La telenovela pertenece a la narrativa que rescata la pasión amorosa popular. Sus textos han perdido aquella melancolía de Charles Baudelaire cuando se legitimó en sociedad el derecho a sufrir el amor-pasión con locura, como lo hicieron los boleros o lo hizo también el tango, y la crítica literaria comenzó a ocuparse de sus guiones. Con un léxico más o menos precario en sus inicios y un formato un poco rígido que desconocía el movimiento y la sonoridad del cine y de las producciones televisivas posteriores, el radioteatro y los folletines impresos en revistas, habían estado defendiendo muy bien, sin embargo, la polivalencia de la época: ser amado, algo así como sufrir la gesta de la traición y la intriga. Resultaba imperioso contarlo.
Las series televisivas noveladas han dejado de ser también un mero subgénero literario. Hoy estos formatos satisfacen los mercados masivos de la televisión abierta y cerrada y exportan cultura pues validan costumbres, idiolectos, valores sociales. Lo que antes era considerado un melodrama consumido solo por amas de casa, trabajadoras domésticas y estudiantes que escapaban de sus obligadas tareas escolares en horas tempranas vespertinas, ahora es campo de investigación para los estudios de época y se transmite en horarios de público masivo. Y lo que comenzó en el mundo latino e hispano, conquista al planeta, incluido el mercado turco, el europeo y asiático y mantiene a anunciantes e inversores; entretiene a hombres y mujeres de cualquier edad. El ocio se transformó en transversal.

## Datos proporcionados:

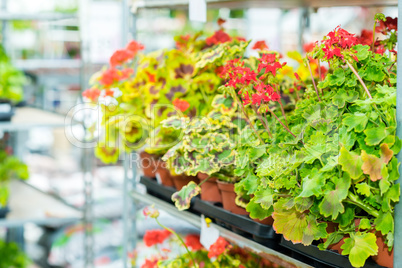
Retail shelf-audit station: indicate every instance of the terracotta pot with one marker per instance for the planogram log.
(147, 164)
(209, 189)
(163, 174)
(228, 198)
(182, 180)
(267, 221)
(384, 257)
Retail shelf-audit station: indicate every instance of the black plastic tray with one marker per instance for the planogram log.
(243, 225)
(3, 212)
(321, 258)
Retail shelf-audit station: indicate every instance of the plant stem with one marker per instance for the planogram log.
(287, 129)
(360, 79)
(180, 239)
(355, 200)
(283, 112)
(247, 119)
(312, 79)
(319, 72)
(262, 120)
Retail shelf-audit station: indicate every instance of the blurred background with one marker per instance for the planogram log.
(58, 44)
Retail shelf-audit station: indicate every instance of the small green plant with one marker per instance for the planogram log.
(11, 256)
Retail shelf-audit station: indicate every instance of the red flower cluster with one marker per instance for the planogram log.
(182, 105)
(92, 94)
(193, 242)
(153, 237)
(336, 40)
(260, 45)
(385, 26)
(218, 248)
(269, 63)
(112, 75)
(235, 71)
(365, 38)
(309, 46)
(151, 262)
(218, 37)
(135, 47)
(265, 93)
--
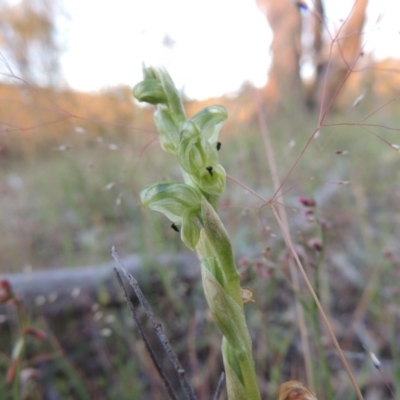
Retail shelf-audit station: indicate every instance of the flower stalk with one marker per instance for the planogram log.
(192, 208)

## Instrucción escrita A:
Traduce al inglés esta oración del texto sobre la telenovela: «Las series televisivas noveladas han dejado de ser también un mero subgénero literario».
## Instrucción escrita B:
Prosigue el texto sobre la telenovela a partir de la oración «El ocio se transformó en transversal».
Los registros no hacen falta para resolver nada de lo que se pide.

## Resultado obtenido A:
Novelized television series have also ceased to be a mere literary subgenre.

## Resultado obtenido B:
Se tratan las telenovelas, de relatos sobre un amor “como no hay otro igual”, cuya gesta sostienen vestuaristas, actores, directores, camarógrafos, sonidistas y productores. ¡Y los crean los guionistas, y los aplaudimos los usuarios! Abundantes en tópicos, las telenovelas requieren para llegar a buen término de inversiones. Estas han decaído en países emergentes y en crisis como Argentina, delimitada de momento a exportar talento sustitutivo a las nuevas plataformas y a la espera de una pronta reposición de esas historias inolvidables, algunas de las que citaré con las debidas disculpas (mi enumeración no será taxativa).
Recuerdo “Como te quiero” (la veían mamá y mis tías, 1952), pasando por “El amor tiene cara de mujer” (1964) – antes de repasar mis lecciones de Geografía e Historia, no me sacaban del televisor ni bajo amenaza de quitarme el postre por ver sus capítulos, a veces a hurtadillas -, y no me olvido de “Rolando Rivas taxista” o de “Piel naranja” y “Pobre Diabla” (se paraba el país para verlas), ni dejo de citar “Dos a quererse”, “Cuatro hombres para Eva” (de los años 70); “Gasoleros” y “Verano del 98”, dos exitazos de los 90, y “Costumbres argentinas” y “Los Roldán” de los 2000. Todos, ejemplos de lo que nuestros guionistas y directores de televisión, actores y camarógrafos hicieron y pueden hacer.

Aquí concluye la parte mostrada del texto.